(Records from a collection)

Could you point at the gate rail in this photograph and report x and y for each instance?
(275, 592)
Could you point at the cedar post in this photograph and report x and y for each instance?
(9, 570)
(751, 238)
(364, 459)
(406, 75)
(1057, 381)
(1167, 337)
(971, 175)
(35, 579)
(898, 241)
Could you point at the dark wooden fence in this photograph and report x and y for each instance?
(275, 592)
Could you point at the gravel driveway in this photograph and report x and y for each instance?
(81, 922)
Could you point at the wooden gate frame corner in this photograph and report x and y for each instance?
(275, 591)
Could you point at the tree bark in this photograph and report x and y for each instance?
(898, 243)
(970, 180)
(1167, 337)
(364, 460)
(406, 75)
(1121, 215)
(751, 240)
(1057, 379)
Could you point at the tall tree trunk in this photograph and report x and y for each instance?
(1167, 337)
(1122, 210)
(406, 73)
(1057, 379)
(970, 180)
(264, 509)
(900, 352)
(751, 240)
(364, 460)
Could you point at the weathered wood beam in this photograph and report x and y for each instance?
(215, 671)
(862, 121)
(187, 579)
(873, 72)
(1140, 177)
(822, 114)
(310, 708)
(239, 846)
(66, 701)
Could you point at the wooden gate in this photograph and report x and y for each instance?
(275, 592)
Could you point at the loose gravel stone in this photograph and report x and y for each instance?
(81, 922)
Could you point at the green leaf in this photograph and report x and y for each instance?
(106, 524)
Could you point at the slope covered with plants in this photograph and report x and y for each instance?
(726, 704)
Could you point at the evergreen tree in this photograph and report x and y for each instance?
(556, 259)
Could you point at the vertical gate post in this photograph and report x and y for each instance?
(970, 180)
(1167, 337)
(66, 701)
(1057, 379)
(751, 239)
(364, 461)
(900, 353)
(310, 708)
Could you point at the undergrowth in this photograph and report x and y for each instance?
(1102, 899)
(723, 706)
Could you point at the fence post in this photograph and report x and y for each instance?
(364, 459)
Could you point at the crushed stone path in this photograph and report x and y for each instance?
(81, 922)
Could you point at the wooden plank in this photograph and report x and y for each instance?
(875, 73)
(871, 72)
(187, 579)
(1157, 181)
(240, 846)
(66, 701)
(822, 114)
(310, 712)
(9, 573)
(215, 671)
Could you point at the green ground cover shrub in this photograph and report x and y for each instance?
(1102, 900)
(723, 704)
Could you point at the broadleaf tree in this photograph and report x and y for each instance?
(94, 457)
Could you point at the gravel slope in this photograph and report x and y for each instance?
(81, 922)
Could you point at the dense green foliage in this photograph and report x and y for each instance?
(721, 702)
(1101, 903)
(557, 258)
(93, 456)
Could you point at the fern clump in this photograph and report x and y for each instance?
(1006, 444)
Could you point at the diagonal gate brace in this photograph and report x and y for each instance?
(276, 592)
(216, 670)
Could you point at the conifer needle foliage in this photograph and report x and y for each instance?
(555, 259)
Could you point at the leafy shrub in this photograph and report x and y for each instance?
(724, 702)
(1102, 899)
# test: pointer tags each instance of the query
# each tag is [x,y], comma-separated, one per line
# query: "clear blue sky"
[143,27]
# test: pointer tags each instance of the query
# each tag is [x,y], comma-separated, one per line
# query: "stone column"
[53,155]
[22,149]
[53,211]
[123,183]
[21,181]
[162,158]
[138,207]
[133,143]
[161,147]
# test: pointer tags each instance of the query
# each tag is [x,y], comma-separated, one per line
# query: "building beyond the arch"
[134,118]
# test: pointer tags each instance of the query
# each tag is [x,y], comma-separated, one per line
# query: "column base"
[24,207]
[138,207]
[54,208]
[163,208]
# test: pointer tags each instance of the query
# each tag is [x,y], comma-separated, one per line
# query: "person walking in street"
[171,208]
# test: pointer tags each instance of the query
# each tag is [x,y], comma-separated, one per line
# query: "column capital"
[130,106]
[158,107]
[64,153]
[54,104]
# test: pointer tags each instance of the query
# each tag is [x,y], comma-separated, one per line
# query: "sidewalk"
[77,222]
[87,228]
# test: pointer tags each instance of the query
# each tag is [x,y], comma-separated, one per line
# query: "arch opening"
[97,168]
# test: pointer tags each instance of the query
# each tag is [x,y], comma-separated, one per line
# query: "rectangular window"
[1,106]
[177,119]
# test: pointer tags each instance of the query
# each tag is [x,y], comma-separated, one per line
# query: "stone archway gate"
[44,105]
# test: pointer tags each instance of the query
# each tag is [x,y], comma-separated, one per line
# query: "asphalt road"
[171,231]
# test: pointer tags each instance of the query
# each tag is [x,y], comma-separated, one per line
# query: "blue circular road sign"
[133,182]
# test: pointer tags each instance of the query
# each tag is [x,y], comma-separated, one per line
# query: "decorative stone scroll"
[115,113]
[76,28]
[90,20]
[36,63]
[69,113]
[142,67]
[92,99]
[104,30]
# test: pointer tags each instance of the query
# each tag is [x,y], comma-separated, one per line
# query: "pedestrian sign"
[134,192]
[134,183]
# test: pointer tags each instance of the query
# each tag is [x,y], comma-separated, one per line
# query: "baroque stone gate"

* WORK TO BE COMPLETED *
Extract every line of the items above that contains the string "gravel", treating uppercase and lowercase letters as distinct.

* THE REPLY *
Could you point at the gravel driveway in this photograph and report x and y for each instance?
Could you point at the loose gravel stone in this photograph and report x and y for each instance?
Could you point at the gravel slope in this photograph and report x and y for each instance?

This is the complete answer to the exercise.